Locate each line of the data that contains the string "cabinet" and copy those lines. The match is case-sensitive.

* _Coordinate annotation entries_
——————

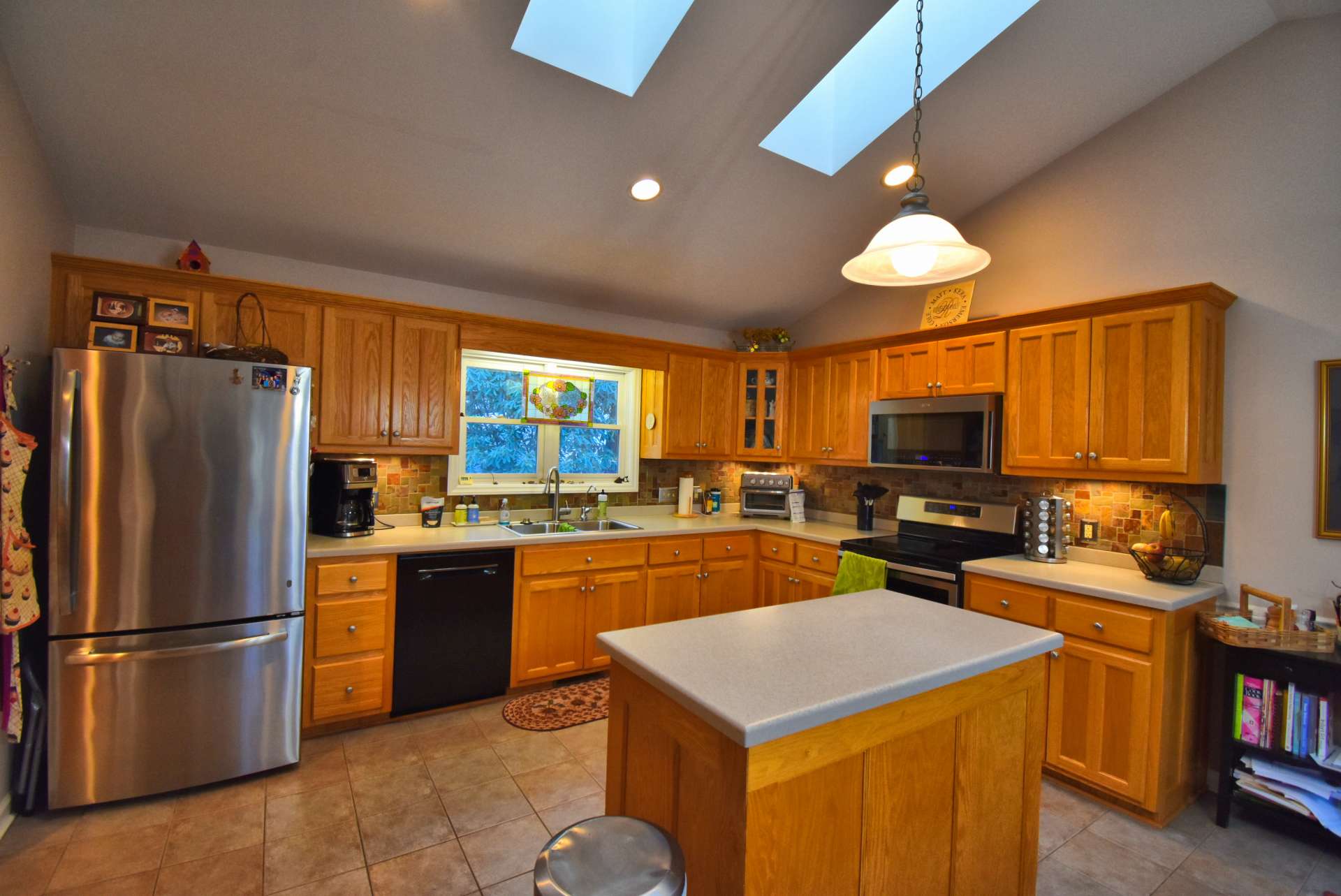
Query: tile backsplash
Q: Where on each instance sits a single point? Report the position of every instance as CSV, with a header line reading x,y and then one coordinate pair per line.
x,y
1127,513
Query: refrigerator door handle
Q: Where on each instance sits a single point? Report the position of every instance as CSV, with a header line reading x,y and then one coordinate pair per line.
x,y
97,658
66,566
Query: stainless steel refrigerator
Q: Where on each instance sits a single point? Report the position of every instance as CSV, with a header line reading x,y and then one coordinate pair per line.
x,y
179,511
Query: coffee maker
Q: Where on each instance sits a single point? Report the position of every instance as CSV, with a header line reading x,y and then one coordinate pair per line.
x,y
341,497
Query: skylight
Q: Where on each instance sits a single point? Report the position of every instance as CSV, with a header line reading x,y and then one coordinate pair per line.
x,y
871,87
610,42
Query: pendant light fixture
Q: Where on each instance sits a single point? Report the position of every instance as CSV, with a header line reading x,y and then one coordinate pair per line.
x,y
918,247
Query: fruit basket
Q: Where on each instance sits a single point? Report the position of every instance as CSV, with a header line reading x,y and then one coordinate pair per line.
x,y
1168,564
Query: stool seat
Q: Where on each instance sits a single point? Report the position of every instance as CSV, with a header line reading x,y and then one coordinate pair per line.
x,y
610,856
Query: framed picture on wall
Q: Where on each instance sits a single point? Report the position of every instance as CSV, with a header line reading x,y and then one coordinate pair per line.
x,y
1329,450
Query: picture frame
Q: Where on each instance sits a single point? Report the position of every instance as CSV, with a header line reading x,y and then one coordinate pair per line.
x,y
170,314
118,307
108,336
153,341
1329,450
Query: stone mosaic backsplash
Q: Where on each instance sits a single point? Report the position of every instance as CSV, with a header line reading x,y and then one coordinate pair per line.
x,y
1127,513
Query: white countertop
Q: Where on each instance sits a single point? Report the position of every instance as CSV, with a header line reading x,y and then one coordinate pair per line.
x,y
1111,582
769,673
412,538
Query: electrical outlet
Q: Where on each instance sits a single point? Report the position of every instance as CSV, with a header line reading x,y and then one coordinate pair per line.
x,y
1090,531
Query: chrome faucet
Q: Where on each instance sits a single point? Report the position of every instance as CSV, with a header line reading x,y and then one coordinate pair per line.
x,y
554,501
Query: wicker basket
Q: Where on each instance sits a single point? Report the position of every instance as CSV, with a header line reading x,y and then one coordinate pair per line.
x,y
1280,639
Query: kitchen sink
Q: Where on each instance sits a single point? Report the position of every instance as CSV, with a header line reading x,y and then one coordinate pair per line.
x,y
568,529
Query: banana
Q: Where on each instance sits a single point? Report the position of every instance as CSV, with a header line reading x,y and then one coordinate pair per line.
x,y
1167,526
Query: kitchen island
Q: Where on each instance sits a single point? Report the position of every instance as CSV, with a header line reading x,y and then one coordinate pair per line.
x,y
867,744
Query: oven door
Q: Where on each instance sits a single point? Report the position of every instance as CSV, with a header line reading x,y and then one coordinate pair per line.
x,y
960,432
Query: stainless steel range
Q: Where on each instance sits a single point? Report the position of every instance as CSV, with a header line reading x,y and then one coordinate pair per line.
x,y
935,540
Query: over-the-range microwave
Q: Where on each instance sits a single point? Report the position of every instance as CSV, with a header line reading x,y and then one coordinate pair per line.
x,y
956,432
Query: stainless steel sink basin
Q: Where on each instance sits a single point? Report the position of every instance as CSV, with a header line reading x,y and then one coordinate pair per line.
x,y
568,527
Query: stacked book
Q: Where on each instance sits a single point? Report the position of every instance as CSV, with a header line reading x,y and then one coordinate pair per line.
x,y
1275,715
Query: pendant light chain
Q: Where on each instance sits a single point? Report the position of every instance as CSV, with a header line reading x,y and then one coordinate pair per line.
x,y
918,182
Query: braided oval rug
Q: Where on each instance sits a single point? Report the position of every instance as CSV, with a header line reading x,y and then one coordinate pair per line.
x,y
561,707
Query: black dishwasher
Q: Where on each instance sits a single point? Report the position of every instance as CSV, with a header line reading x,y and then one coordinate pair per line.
x,y
453,629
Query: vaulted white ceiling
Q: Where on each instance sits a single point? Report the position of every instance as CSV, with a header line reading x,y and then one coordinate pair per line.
x,y
406,137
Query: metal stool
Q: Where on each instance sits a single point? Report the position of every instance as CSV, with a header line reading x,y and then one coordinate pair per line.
x,y
610,856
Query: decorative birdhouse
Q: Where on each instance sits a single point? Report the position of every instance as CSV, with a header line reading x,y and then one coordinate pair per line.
x,y
193,259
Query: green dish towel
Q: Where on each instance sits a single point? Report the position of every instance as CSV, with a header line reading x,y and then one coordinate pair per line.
x,y
858,573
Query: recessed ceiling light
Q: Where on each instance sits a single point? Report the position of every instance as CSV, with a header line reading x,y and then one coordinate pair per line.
x,y
899,175
645,189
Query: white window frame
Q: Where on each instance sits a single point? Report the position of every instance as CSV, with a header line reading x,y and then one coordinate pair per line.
x,y
548,441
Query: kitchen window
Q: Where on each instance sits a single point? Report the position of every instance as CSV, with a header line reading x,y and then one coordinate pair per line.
x,y
506,454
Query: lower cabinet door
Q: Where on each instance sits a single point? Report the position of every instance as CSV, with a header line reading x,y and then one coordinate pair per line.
x,y
727,587
812,585
777,582
1099,717
615,601
552,626
673,593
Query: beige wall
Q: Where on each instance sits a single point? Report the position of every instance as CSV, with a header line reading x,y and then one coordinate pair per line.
x,y
33,224
153,250
1234,176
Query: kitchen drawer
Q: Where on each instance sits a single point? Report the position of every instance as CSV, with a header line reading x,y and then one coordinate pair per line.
x,y
1007,600
351,577
817,557
1106,623
346,687
777,549
538,561
351,626
675,550
727,546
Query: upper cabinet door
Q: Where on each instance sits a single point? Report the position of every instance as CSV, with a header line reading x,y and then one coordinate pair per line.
x,y
809,405
1048,396
718,409
1140,392
972,365
852,383
907,371
684,404
425,384
356,377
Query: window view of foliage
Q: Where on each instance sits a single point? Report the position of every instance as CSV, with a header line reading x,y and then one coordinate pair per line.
x,y
589,451
494,393
605,403
501,447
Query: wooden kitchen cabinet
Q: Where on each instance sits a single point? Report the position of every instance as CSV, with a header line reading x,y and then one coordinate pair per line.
x,y
615,601
1099,717
701,404
761,416
550,626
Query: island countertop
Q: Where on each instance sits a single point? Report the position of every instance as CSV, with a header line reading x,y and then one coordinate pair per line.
x,y
770,673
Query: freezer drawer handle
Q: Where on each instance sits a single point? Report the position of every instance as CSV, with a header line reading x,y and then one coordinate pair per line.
x,y
486,569
94,658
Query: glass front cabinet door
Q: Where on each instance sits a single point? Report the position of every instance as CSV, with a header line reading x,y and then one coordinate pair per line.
x,y
763,388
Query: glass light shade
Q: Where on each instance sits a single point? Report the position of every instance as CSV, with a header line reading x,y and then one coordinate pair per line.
x,y
915,250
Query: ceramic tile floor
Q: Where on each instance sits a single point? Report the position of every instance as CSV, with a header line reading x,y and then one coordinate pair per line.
x,y
459,804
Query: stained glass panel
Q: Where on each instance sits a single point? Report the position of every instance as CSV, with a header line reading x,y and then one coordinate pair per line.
x,y
589,451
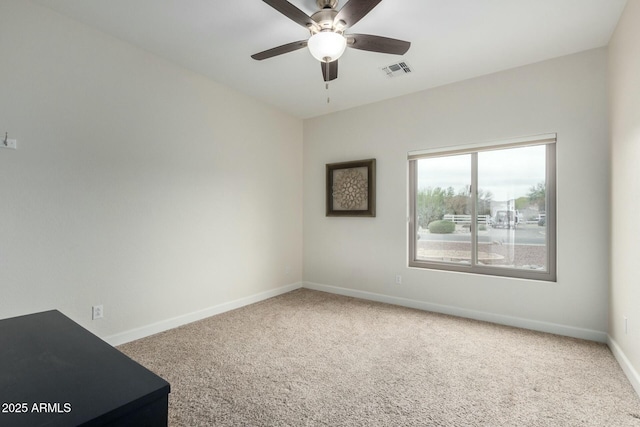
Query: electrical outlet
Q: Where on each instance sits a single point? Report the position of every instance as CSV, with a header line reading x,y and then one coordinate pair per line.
x,y
11,144
97,312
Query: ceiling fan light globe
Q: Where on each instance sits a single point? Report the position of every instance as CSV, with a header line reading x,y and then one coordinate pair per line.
x,y
327,46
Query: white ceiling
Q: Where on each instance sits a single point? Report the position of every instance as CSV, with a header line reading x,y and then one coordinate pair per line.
x,y
452,40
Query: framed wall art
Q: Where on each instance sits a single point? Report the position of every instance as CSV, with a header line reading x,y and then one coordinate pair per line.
x,y
351,188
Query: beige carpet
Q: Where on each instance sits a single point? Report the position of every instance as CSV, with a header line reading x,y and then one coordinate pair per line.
x,y
309,358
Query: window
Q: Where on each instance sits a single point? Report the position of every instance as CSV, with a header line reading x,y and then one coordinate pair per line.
x,y
486,209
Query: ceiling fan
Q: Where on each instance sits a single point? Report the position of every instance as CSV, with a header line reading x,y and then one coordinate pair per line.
x,y
328,40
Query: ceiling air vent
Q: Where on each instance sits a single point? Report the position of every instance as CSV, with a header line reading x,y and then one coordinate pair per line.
x,y
397,70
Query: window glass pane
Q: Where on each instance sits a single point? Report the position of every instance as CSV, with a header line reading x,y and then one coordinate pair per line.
x,y
511,208
443,209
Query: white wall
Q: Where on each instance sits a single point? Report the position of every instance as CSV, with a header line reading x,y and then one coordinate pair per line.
x,y
624,89
361,256
136,184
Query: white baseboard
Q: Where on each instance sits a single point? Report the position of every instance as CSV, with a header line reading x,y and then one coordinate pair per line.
x,y
164,325
625,364
536,325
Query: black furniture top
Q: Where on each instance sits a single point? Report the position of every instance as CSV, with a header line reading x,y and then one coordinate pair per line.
x,y
53,372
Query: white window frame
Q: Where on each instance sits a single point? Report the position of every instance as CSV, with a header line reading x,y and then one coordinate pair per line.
x,y
549,140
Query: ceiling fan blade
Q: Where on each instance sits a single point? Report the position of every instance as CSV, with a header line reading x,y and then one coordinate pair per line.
x,y
377,44
354,11
329,70
292,12
285,48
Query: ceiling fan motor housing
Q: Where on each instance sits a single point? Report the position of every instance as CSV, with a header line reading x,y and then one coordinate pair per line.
x,y
324,4
325,19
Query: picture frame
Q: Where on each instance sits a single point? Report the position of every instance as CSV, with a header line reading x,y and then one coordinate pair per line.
x,y
351,188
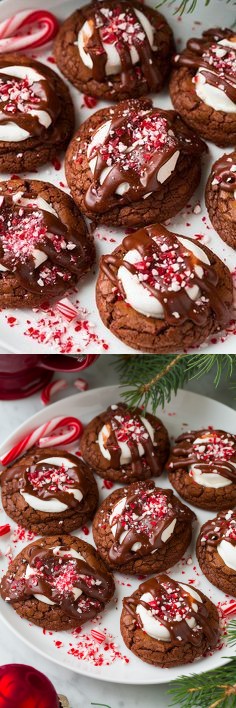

——————

* _Output below_
Query: lower cabinet door
Query: upper cabinet door
Query: wooden kitchen cabinet
Query: glass front cabinet door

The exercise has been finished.